* **EXERCISE A**
Reproduce the brain fog text from "1. See your" to "practical coping strategies.".
* **EXERCISE B**
Rewrite the paragraph of the brain fog text beginning "If your brain fog feels unclear" as a short bulleted list that keeps its main facts.
* **EXERCISE C**
Answer these questions from the brain fog text, one answer per line:
(i) What activities does the text list for releasing stress hormones?
(ii) Which hormonal stages does the text say may contribute to brain fog?
(iii) What does fog from toxic environments or trauma often cluster around?

Naming the feelings beneath the fog
No matter how it presents for you, naming the feelings beneath the fog can help you begin to clear the decks. “Naming and allowing feelings, even briefly, frees up mental capacity. When you name your feeling, you normalise it as a nervous system state. Then you can nurture yourself with a regulating act, such as breath, movement, or seeking out safe support. You can also release stress hormones by shaking, dancing, walking briskly, crying, or singing,” says Dr Plumbly.
After that, there’s no one magic brain fog remedy that works for everyone. But here are some strategies to help move you from cloudy to clear.
1. See your doctor
“Brain fog is a non-specific symptom that could be related to many different things,” says Dr Plumbly. A GP can rule out thyroid issues, iron, B12, folate, and vitamin D deficiencies, medication side effects, infections, or inflammation. Hormonal shifts during perimenopause and menopause may also contribute. Professional guidance is essential to identify underlying causes and take the right steps.

2. Do some detective work
If your brain fog feels unclear, start a journal. “Patterns and context provide useful clues,” says Dr Plumbly. Audit your body (symptoms), rhythms (sleep, energy), stress load (work, home), and environment. Fog from toxic environments or trauma often clusters around specific people, places, or memories and may come with hypervigilance, dread, or self-doubt. Recognising triggers allows for practical coping strategies.

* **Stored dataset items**

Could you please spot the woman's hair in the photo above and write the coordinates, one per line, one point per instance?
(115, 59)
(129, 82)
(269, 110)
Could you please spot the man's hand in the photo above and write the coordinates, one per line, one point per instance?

* **WORKED SOLUTION A**
1. See your doctor
“Brain fog is a non-specific symptom that could be related to many different things,” says Dr Plumbly. A GP can rule out thyroid issues, iron, B12, folate, and vitamin D deficiencies, medication side effects, infections, or inflammation. Hormonal shifts during perimenopause and menopause may also contribute. Professional guidance is essential to identify underlying causes and take the right steps.

2. Do some detective work
If your brain fog feels unclear, start a journal. “Patterns and context provide useful clues,” says Dr Plumbly. Audit your body (symptoms), rhythms (sleep, energy), stress load (work, home), and environment. Fog from toxic environments or trauma often clusters around specific people, places, or memories and may come with hypervigilance, dread, or self-doubt. Recognising triggers allows for practical coping strategies.

* **WORKED SOLUTION B**
- Start a journal if your brain fog feels unclear, because patterns and context provide useful clues.
- Audit your body (symptoms), rhythms (sleep, energy), stress load (work, home), and environment.
- Fog from toxic environments or trauma often clusters around specific people, places, or memories. It may come with hypervigilance, dread, or self-doubt.
- Recognizing triggers allows for practical coping strategies.

* **WORKED SOLUTION C**
(i) Shaking, dancing, walking briskly, crying, or singing.
(ii) Perimenopause and menopause.
(iii) Specific people, places, or memories.